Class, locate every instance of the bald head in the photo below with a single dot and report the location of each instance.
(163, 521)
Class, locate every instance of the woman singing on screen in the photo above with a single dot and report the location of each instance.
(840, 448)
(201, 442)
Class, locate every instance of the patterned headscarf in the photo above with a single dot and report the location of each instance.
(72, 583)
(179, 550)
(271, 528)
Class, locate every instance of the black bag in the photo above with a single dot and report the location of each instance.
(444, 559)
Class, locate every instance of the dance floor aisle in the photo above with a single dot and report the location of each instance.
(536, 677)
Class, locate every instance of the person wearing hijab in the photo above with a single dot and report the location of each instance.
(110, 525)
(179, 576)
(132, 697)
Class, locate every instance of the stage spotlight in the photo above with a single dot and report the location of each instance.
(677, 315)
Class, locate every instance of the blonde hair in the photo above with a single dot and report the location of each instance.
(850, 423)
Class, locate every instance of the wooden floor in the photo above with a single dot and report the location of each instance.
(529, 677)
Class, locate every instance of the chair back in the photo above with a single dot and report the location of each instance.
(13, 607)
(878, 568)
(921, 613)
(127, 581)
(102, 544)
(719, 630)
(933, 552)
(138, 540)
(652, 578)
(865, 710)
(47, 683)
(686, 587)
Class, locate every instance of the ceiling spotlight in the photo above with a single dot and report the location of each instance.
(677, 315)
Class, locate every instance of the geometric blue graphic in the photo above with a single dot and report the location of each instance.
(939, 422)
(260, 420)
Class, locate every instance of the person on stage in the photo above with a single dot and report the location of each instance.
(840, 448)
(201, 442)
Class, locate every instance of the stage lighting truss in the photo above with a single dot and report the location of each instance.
-=-=-
**YOUR INSTRUCTIONS**
Repeat every line of the data precisely.

**TASK SOLUTION**
Class, locate every instance of the bald head in the photo below with a single dot and report the location of each instance.
(163, 521)
Class, locate every instance of the woman singing on screen in the photo above with a single dot and report the location of each instance.
(840, 448)
(201, 442)
Class, locate every instance of the patterned headscarf in the photo above with a single dot and report the location of each instance.
(72, 583)
(179, 550)
(271, 528)
Class, locate every instance of the black bag in the photo above with a single dot and report the location of each instance.
(444, 559)
Class, locate every instance of the dance floor aisle in the photo above with a single dot and report the location of each instance.
(536, 677)
Class, locate every instance of the person wearing hijab in the photo above with a single dot and report the location of each instance.
(110, 525)
(179, 576)
(132, 697)
Class, locate every instance of the stage spotlight in the photo above with a single dot and report the location of each instance.
(677, 315)
Class, locate every instance of the blonde hair in the photo above with a single dot and report the location of each instance.
(850, 423)
Class, locate every instance of the wooden floor in the photo above with a single dot and report the location of each instance.
(529, 677)
Class, locate every instance of the chair back in the photo above with a single dot and report the location of each instance.
(13, 607)
(878, 568)
(921, 613)
(127, 581)
(102, 544)
(719, 630)
(933, 552)
(138, 540)
(652, 578)
(865, 710)
(47, 683)
(686, 587)
Class, locate every instance of the ceiling spotlight in the photo above with a single dot and report the location of each instance.
(677, 315)
Class, locate every instance of the geometric blue graphic in the photo above with a single dot and report the location of each instance.
(939, 422)
(260, 420)
Class, locate every instance of the person on stage in the photo above with a single dot and report the location of each instance.
(840, 448)
(201, 442)
Class, locate every instance of the stage lighting truss in the photo above with a single dot and report the location of each instance.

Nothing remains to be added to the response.